### Assigned task:
When you reach the line in the data below that contains "Query: gray wall", please start repeating lines exactly, and stop after the line that contains "x=259, y=40", repeating nothing else.

(Source records Opens)

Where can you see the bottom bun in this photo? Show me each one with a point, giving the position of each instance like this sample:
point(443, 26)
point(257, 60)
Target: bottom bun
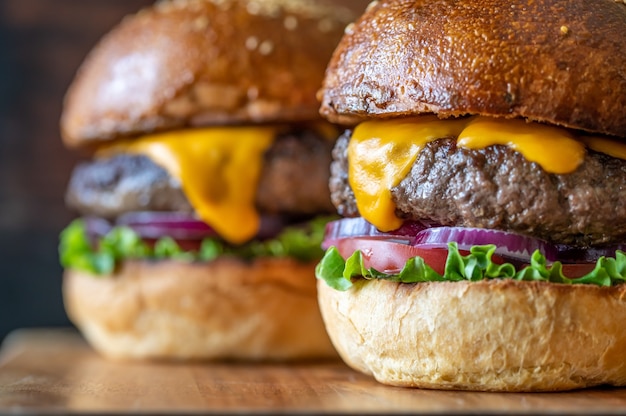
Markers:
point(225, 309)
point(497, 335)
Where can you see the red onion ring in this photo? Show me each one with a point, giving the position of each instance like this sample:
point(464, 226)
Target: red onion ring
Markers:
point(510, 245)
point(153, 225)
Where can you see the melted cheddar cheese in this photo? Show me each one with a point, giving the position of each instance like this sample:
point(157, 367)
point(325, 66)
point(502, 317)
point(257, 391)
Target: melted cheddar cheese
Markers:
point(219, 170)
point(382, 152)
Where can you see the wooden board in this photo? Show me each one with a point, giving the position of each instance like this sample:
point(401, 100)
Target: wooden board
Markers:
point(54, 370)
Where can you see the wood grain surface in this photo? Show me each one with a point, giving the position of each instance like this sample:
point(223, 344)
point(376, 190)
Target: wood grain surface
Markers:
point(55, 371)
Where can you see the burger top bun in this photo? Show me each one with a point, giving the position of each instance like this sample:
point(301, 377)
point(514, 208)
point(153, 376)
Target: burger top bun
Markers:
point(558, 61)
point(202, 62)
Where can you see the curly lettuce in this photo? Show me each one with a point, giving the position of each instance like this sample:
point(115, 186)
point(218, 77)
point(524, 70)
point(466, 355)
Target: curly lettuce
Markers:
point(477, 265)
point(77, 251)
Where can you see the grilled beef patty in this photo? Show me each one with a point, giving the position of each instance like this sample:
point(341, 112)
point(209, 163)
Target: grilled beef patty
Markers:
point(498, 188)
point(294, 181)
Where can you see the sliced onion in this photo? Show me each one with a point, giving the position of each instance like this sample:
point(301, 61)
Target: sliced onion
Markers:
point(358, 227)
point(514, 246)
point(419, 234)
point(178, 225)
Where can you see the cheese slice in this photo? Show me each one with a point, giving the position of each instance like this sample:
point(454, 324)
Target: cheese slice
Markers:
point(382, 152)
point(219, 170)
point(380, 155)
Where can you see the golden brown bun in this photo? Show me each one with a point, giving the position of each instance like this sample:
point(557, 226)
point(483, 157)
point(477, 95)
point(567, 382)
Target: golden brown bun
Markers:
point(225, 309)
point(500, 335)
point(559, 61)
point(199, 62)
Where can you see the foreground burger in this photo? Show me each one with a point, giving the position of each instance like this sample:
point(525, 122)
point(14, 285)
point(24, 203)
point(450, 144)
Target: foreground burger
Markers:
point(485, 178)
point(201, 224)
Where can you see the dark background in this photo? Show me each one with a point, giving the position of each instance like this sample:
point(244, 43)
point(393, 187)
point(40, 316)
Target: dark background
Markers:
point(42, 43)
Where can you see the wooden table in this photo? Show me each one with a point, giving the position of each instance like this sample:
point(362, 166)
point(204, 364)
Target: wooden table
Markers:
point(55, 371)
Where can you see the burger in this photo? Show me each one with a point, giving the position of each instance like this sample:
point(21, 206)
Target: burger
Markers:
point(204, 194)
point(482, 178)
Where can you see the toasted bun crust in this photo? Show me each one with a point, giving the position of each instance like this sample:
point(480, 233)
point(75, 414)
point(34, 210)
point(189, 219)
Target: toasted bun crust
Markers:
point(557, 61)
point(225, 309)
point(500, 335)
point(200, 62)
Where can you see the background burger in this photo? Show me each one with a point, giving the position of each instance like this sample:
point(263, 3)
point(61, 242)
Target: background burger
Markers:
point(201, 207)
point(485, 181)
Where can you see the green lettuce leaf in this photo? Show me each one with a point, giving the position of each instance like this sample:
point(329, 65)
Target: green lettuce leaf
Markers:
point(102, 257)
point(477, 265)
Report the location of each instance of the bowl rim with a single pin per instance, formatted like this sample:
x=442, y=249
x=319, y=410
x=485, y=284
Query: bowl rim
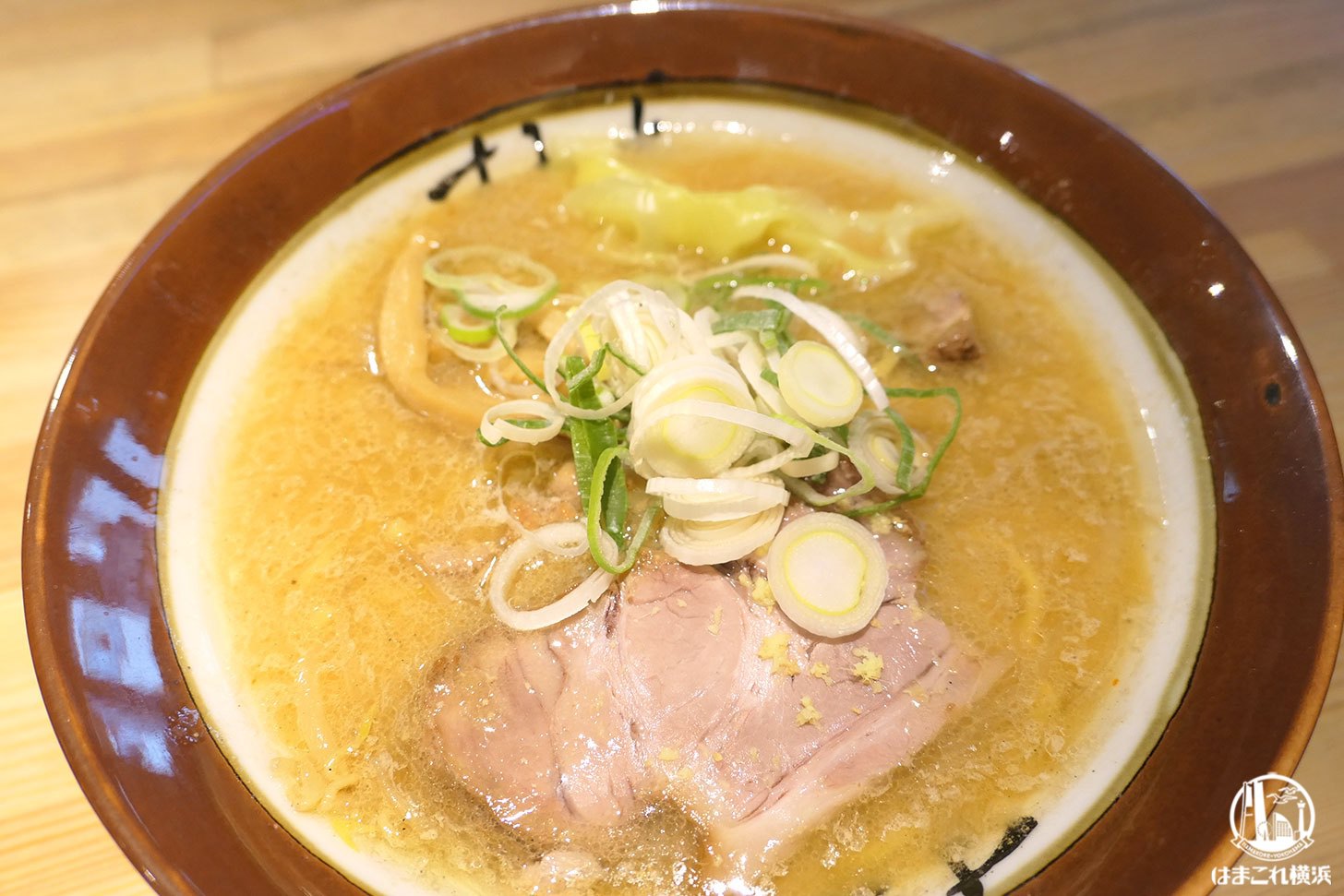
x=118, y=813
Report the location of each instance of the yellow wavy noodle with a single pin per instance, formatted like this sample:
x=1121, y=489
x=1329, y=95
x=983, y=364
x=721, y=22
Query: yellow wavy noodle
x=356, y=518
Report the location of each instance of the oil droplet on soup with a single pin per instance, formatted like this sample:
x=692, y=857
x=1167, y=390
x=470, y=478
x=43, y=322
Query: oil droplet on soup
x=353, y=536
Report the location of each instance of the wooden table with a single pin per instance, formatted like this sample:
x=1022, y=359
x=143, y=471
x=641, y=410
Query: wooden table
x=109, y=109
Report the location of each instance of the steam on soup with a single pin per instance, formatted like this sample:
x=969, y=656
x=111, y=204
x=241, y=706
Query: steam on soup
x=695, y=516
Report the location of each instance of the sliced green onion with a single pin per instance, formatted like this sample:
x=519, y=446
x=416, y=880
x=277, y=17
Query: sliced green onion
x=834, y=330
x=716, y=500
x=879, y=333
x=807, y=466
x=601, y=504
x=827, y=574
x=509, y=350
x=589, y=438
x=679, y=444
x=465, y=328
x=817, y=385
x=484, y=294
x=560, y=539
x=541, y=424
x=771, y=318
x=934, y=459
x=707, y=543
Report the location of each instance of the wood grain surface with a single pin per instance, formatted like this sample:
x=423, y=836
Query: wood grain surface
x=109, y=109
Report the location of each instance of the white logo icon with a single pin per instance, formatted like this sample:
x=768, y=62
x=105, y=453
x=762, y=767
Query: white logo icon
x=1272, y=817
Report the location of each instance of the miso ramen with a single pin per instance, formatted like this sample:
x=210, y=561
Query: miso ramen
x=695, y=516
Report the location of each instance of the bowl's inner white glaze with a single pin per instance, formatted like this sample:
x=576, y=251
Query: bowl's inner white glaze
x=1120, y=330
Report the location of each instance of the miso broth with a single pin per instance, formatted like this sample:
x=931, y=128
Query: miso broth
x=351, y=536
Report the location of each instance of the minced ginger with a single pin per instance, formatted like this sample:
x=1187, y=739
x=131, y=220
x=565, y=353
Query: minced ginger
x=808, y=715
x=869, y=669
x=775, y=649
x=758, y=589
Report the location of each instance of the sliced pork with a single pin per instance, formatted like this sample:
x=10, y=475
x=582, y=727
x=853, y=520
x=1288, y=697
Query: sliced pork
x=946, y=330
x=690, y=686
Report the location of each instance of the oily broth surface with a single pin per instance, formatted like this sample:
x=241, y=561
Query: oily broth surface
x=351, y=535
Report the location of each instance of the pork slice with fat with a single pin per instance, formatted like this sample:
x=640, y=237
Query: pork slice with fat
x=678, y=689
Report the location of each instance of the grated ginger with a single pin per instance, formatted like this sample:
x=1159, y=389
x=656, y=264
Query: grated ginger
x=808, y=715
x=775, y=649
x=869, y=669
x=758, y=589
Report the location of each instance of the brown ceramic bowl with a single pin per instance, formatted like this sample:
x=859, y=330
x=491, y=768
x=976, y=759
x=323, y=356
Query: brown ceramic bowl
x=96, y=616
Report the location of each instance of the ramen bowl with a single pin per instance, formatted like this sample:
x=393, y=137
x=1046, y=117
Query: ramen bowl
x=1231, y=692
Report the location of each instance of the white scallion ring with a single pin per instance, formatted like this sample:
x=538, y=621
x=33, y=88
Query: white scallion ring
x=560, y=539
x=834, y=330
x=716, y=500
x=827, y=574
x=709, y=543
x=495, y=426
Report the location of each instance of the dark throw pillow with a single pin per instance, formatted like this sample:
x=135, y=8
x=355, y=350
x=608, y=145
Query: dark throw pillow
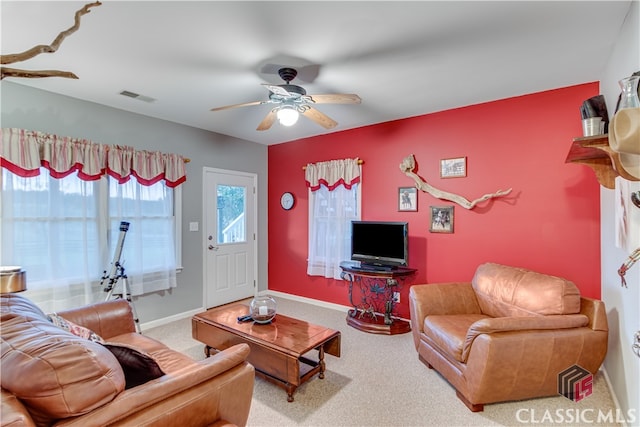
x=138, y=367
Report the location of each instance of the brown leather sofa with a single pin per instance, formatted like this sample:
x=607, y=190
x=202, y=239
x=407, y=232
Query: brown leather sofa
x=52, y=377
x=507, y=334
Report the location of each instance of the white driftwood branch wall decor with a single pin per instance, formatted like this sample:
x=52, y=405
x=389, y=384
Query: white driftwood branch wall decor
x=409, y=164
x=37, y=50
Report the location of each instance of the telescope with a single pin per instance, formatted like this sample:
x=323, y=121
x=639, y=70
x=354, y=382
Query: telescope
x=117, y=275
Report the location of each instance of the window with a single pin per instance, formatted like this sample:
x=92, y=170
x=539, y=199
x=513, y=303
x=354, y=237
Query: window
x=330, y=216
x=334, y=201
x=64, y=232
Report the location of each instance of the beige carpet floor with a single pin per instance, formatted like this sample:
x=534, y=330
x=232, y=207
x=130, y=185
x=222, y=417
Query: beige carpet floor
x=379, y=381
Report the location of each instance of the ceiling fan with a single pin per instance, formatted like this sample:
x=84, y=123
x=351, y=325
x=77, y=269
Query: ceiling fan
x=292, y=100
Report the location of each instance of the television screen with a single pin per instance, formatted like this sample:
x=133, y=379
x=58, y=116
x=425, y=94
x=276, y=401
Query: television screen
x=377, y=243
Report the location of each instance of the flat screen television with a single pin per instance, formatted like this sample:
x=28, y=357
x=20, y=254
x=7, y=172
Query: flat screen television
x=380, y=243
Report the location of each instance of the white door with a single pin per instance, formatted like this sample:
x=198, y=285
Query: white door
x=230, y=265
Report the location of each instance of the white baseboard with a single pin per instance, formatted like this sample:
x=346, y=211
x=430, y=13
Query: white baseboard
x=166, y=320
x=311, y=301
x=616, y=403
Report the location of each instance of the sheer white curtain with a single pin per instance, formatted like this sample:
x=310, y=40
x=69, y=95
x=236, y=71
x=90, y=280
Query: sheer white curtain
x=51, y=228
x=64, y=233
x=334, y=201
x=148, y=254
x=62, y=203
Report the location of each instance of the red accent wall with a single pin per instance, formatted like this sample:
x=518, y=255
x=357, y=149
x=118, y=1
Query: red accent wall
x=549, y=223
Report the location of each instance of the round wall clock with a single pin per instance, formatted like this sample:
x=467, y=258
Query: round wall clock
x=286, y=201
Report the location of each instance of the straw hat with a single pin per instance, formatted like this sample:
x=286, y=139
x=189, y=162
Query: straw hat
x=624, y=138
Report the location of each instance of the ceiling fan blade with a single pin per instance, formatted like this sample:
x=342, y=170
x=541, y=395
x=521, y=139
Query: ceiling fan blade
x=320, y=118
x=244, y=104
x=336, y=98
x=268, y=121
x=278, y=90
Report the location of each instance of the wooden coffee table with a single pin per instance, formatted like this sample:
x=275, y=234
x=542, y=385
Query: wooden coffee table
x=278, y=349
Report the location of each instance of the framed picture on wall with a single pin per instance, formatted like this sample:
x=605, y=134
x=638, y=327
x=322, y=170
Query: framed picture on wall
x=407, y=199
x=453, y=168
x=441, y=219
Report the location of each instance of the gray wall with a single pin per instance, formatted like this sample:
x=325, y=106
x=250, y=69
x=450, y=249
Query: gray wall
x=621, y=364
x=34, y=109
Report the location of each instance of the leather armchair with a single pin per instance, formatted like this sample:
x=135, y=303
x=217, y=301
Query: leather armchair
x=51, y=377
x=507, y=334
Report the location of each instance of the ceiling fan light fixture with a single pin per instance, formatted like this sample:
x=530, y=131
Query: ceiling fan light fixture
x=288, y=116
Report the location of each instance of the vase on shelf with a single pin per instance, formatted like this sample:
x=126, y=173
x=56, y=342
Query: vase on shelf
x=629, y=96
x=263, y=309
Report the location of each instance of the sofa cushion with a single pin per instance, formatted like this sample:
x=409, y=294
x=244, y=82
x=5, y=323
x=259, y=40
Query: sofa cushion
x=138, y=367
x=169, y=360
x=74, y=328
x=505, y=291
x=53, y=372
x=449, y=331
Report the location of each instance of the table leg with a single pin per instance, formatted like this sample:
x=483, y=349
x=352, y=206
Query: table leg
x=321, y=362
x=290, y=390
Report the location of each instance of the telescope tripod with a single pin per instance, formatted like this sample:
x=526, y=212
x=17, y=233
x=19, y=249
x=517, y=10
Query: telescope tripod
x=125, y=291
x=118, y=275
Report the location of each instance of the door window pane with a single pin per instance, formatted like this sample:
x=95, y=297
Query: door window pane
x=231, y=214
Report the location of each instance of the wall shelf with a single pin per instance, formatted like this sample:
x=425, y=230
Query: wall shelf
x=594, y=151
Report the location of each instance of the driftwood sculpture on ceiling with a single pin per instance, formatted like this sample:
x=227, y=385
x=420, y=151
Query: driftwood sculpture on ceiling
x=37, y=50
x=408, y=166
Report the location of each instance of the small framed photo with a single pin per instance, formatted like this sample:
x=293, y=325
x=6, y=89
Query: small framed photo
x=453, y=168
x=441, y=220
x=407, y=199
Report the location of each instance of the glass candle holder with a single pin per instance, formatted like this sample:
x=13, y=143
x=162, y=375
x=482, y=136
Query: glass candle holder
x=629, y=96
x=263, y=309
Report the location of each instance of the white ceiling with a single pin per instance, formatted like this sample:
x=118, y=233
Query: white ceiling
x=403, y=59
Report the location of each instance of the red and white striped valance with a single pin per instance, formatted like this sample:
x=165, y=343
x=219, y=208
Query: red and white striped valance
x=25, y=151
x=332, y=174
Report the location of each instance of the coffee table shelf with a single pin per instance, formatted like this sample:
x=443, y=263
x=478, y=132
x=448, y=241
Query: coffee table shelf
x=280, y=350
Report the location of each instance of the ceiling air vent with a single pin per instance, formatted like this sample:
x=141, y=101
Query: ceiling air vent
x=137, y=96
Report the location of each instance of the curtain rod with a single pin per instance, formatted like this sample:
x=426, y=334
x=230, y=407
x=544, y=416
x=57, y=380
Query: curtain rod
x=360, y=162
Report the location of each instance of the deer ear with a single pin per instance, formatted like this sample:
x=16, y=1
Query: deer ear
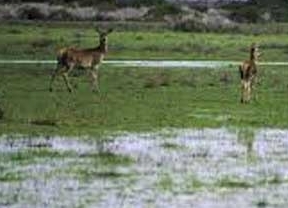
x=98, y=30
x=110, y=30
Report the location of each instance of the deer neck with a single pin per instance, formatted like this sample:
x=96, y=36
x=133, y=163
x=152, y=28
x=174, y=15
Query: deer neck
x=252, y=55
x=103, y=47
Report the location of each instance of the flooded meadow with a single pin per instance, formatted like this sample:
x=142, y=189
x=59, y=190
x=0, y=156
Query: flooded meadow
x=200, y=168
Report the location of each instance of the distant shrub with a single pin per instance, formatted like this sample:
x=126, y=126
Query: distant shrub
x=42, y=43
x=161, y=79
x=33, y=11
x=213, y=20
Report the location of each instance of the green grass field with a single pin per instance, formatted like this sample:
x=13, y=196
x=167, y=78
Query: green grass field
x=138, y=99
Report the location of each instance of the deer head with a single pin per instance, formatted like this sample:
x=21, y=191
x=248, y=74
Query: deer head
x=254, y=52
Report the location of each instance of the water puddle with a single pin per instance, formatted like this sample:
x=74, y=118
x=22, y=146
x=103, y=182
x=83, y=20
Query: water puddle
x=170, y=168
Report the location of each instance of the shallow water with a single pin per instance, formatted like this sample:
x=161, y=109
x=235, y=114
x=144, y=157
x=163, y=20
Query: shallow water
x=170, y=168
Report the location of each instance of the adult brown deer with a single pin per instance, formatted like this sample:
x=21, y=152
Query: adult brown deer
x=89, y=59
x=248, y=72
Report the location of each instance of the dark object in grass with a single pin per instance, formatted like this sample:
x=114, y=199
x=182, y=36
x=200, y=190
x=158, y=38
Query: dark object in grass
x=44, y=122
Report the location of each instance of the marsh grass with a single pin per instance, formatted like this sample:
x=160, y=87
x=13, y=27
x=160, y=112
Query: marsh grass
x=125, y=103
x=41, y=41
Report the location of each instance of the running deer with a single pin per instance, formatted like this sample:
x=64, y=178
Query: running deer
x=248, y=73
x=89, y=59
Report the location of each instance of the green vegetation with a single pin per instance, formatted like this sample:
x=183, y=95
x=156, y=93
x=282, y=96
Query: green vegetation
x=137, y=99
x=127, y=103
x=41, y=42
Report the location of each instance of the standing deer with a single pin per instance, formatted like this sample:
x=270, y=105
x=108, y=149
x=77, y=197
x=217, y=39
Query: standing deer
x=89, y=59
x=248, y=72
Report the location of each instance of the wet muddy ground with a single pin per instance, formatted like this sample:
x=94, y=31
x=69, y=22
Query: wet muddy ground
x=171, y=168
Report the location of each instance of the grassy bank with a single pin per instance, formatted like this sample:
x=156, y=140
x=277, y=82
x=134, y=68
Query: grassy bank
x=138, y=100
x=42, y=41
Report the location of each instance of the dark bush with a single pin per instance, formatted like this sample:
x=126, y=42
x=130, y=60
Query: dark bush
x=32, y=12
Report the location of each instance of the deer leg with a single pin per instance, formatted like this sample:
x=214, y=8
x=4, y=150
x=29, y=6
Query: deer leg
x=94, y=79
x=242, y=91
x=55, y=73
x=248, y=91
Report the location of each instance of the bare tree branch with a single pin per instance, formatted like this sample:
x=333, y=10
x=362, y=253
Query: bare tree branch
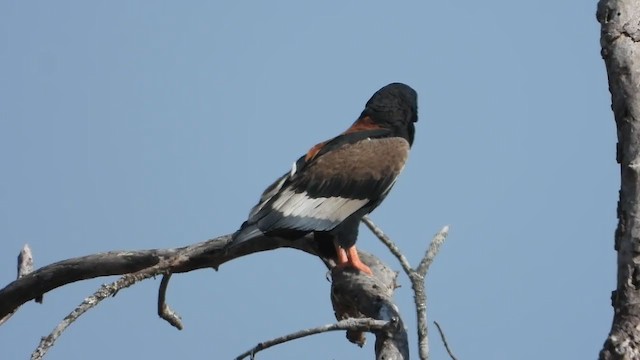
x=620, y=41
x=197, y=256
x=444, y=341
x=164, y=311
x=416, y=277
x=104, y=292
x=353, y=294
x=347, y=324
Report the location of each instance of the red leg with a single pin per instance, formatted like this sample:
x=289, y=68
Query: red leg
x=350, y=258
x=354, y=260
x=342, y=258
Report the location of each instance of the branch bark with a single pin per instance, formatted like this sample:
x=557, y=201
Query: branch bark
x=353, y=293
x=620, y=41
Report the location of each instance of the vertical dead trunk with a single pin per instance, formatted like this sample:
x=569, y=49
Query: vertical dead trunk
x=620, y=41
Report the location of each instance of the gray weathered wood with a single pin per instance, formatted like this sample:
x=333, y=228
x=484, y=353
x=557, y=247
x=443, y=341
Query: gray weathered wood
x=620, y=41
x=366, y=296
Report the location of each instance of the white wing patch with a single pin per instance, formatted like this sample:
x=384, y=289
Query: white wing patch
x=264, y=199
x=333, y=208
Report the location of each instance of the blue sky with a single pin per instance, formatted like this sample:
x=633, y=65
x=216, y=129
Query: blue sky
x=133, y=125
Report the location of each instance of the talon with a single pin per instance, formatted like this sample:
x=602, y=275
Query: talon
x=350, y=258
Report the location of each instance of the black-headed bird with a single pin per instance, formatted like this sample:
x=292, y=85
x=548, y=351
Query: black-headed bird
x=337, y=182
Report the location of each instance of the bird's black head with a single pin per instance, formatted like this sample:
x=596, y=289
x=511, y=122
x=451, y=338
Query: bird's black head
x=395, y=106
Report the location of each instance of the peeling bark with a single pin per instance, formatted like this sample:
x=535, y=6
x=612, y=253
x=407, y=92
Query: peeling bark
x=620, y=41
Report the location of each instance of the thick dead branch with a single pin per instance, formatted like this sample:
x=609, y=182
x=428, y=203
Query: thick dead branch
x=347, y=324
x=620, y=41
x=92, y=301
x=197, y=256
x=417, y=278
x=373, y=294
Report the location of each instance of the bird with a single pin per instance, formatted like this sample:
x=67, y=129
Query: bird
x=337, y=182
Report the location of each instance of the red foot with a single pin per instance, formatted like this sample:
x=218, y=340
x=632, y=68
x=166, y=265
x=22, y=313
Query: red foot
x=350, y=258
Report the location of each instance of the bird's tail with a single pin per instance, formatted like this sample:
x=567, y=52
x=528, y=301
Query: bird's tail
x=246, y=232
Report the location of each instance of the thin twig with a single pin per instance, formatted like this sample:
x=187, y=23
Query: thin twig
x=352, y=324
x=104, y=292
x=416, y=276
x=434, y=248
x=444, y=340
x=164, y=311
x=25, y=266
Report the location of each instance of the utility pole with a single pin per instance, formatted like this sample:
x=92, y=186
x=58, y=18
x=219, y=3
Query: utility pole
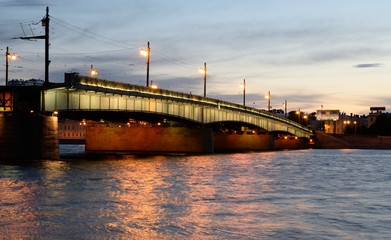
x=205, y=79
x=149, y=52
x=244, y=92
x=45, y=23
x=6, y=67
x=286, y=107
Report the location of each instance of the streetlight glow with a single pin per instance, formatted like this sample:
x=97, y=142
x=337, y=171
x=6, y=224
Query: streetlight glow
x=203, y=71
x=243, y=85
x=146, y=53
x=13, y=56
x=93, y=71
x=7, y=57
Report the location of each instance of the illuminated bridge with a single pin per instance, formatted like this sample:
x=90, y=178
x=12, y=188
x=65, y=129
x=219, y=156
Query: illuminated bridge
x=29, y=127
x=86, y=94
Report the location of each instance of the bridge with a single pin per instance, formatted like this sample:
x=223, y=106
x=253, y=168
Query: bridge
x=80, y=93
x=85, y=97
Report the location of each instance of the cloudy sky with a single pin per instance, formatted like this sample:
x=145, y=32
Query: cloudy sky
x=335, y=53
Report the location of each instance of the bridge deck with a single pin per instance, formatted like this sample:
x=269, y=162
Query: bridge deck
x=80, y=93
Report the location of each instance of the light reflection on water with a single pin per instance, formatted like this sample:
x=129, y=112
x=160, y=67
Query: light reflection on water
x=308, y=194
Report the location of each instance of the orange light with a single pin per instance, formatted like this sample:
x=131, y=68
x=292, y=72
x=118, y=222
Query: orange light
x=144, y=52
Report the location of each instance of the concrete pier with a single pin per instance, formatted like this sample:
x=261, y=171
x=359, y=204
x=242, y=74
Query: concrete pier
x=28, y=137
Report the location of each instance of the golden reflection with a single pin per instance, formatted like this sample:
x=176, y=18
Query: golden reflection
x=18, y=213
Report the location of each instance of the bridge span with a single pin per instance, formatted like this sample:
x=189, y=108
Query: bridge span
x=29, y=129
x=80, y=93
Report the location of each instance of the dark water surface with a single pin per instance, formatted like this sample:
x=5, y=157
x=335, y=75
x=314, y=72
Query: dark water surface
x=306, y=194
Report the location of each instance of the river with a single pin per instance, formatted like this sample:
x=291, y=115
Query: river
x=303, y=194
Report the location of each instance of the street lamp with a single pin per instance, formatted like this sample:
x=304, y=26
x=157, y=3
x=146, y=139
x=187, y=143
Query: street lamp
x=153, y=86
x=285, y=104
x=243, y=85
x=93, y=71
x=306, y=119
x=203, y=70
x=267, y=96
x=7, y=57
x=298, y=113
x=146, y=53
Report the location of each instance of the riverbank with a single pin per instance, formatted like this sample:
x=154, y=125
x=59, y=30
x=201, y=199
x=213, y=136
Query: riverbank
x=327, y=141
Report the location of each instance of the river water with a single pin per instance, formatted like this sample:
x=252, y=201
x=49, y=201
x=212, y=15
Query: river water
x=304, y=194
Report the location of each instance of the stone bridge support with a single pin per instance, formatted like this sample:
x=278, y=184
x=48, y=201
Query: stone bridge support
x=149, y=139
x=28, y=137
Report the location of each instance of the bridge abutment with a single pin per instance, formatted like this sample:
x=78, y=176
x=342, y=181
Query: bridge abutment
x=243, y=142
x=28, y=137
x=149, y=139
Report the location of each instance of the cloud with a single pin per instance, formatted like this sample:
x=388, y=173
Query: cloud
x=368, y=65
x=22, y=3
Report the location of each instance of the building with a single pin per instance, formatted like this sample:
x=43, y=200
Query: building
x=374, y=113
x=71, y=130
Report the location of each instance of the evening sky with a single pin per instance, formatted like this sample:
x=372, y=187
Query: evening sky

(Source records Closes)

### Result of this exercise:
Query: gray wall
x=621, y=364
x=34, y=109
Report the location of each instance of the leather armchair with a single pin per instance, formatted like this sample:
x=135, y=303
x=217, y=301
Query: leather armchair
x=51, y=377
x=507, y=334
Report the location of each instance of the ceiling fan light fixture with a single pin per instance, formatted like this sample:
x=530, y=131
Query: ceiling fan light fixture
x=288, y=116
Report the location of each instance of the vase on shelf with a single pin per instance, formatted like this sample:
x=126, y=173
x=56, y=342
Query: vase on shelf
x=629, y=96
x=263, y=309
Report the location of each instance of the sofa cushion with a single pin per instance, formatted like this sample:
x=409, y=294
x=244, y=82
x=5, y=323
x=259, y=40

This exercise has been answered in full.